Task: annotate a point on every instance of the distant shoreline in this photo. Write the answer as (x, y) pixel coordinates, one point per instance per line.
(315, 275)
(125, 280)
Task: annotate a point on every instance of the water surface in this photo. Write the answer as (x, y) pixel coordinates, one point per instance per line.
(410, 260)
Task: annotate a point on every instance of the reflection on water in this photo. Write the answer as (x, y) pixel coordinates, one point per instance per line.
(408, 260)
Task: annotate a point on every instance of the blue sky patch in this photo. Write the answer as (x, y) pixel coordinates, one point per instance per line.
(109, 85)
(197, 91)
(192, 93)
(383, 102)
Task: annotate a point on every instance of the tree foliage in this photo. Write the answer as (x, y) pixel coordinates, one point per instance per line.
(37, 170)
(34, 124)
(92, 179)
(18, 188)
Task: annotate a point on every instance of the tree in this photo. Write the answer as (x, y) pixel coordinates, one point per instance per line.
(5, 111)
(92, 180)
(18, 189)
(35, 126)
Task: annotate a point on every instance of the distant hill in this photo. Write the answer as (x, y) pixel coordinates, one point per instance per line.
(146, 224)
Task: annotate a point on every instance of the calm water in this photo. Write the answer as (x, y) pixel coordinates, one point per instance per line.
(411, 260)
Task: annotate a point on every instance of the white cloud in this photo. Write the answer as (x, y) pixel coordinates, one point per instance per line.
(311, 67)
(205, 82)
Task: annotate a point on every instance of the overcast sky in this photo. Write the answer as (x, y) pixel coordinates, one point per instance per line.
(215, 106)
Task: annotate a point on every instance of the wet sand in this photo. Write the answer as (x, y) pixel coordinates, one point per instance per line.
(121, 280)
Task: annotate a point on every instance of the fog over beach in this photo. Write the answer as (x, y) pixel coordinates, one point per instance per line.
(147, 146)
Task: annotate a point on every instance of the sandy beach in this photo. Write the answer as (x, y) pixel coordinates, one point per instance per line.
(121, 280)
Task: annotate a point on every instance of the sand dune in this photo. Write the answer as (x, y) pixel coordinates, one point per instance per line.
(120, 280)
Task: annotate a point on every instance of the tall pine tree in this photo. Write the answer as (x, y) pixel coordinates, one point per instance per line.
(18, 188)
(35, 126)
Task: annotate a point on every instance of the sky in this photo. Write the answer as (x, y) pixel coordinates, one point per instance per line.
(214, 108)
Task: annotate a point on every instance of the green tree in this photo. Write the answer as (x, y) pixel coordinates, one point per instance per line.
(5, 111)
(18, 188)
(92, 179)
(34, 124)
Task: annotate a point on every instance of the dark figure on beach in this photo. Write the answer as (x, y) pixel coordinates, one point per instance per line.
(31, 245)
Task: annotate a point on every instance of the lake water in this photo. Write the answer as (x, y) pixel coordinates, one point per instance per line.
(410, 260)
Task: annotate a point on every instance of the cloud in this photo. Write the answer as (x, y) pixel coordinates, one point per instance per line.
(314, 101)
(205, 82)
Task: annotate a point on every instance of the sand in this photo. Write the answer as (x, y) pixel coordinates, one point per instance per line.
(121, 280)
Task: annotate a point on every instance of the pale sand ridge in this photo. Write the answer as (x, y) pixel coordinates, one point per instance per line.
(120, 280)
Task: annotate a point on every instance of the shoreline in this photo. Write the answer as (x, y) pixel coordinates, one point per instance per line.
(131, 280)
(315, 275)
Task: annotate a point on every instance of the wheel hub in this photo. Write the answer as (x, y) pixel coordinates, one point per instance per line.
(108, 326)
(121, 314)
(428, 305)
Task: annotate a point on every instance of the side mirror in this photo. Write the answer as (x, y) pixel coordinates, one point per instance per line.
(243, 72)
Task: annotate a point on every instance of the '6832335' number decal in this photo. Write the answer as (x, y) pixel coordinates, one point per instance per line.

Instructions to follow - Rescale the material from the line with "Task: annotate a point on every instance of the shoreline" through the end of the material, both ends included, by writing every line out again. Multiply each pixel coordinate in the answers by 1.9 and round to the nearest whole number, rounding halves up.

Answer -
Task: annotate a point on every instance of the shoreline in this photo. Write the answer as (x, y) pixel coordinates, one point per instance per line.
(249, 532)
(599, 523)
Task: annotate a point on every instance of the wheel hub in this photo. Write the answer as (x, y) pixel coordinates, one point per instance per line.
(205, 619)
(230, 597)
(813, 580)
Task: annotate a point on every instance of the side mirror in this photo. Write the answer as (x, y) pixel coordinates, one point per instance per line.
(462, 137)
Task: annotate a point on every instance of the '6832335' number decal in this photo. Write the answer as (x, y) pixel coordinates, one point per instance per line.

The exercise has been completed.